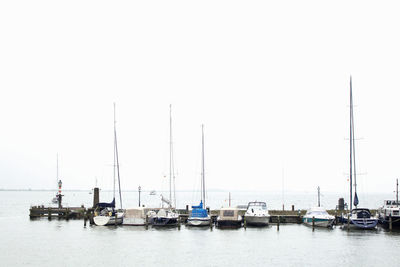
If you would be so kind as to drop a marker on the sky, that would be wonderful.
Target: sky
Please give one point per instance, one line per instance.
(268, 79)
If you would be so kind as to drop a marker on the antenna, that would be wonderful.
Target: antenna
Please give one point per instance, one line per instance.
(351, 147)
(116, 161)
(114, 155)
(203, 183)
(283, 188)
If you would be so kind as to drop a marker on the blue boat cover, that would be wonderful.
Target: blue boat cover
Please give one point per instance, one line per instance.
(106, 205)
(198, 211)
(355, 199)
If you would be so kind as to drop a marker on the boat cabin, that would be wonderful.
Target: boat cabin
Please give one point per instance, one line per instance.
(361, 213)
(229, 213)
(257, 205)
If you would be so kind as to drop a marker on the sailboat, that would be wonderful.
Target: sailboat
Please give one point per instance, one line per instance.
(58, 197)
(199, 215)
(357, 218)
(168, 216)
(318, 215)
(106, 213)
(389, 213)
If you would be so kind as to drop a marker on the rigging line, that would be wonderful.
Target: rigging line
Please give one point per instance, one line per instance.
(202, 171)
(354, 153)
(351, 146)
(170, 154)
(119, 179)
(114, 155)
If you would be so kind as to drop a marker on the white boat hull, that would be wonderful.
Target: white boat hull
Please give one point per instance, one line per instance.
(103, 220)
(257, 220)
(134, 221)
(318, 222)
(199, 221)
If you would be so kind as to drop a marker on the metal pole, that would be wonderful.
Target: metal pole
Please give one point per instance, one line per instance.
(351, 148)
(139, 194)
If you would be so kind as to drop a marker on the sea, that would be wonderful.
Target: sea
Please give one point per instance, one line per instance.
(43, 242)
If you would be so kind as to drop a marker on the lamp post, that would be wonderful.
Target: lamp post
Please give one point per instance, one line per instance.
(139, 194)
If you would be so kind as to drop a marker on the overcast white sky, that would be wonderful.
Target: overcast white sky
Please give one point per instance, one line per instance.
(269, 79)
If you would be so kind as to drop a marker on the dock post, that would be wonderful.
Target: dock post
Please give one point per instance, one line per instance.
(277, 225)
(313, 223)
(84, 218)
(96, 196)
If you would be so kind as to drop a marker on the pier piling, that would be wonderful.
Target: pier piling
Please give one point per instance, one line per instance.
(313, 223)
(277, 224)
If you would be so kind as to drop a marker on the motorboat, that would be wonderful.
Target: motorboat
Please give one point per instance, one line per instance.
(389, 211)
(257, 214)
(320, 217)
(199, 216)
(229, 218)
(108, 216)
(359, 218)
(164, 217)
(135, 216)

···

(WHAT IS NEEDED): Reproduce all of the records above verbatim, line for line, and leave out the pictures.

(TASK OUTPUT):
If you would be so kind as to drop a marker on the sky, that would be wonderful.
Target: sky
Please give one point per instance, one line per instance.
(268, 79)
If you would be so kind as to drop a marker on the antenna, that would be wonderful.
Target: antenna
Please give one point per instance, one line per instance.
(351, 147)
(116, 161)
(114, 155)
(203, 183)
(283, 188)
If you would be so kind as to drop a marker on the blue boat cover, that would be wonderful.
Target: blue boat cover
Please give one point per instance, one line per instance.
(106, 205)
(198, 211)
(355, 199)
If you would be so kind as to drop a marker on the boat cabin, that would be wonderful.
Target: boat cabin
Please give one point per instance, one line per instance.
(361, 213)
(229, 213)
(257, 205)
If you would be so kind as to drop a marker on the sailboat, that would be wonderful.
Target: sailboat
Please give one point per instance, one line per instance.
(58, 197)
(199, 215)
(357, 218)
(168, 216)
(318, 215)
(106, 213)
(389, 213)
If you would be so kind as to drop a marker on the rigging line, that would be wonderful.
Target: rigging line
Please give one point per instance, one line per instance.
(202, 171)
(354, 153)
(351, 146)
(170, 154)
(119, 179)
(114, 155)
If you would be so kind as to drop a marker on the white boat hull, that would be wonderful.
Target: white boat hull
Please give one point per instance, one line per instance.
(103, 220)
(257, 220)
(134, 221)
(318, 222)
(199, 221)
If you would be so kind as to drop a marker on the metal pole, that would be wonderful.
Target: metal pole
Please give one point per instance, one line per instance.
(351, 148)
(139, 194)
If you would be so kind as to drop a marker on the sea, that would be wonderful.
Target: sea
Please give one point per instance, one line per instance.
(43, 242)
If you would be so kind as to drop a marker on the lamp post, that would be wonderful.
Target: lamp post
Please give one point per instance, one line per instance.
(139, 194)
If you would be so kind as to drop a marker on the overcast white sky, that would be wonderful.
Target: overcast white sky
Please give one point per instance, one line per instance.
(269, 79)
If you would be so kind as to drop a marker on the dock post, that would be wonderful.
Target: dock post
Please give one point per instance, one line per instance.
(277, 225)
(313, 223)
(84, 218)
(96, 196)
If you would be so kind as to drop a marker on the pier piling, that would be wonderful.
Target: pier piling
Please give one point per instance, one line per instance.
(313, 223)
(277, 224)
If you would be so kind as to drop a marker on the motorboat, that would be wonderful.
Target: motorboat
Please give one point per instance, one line per instance.
(389, 211)
(257, 214)
(320, 217)
(199, 216)
(229, 218)
(108, 216)
(359, 218)
(164, 217)
(135, 216)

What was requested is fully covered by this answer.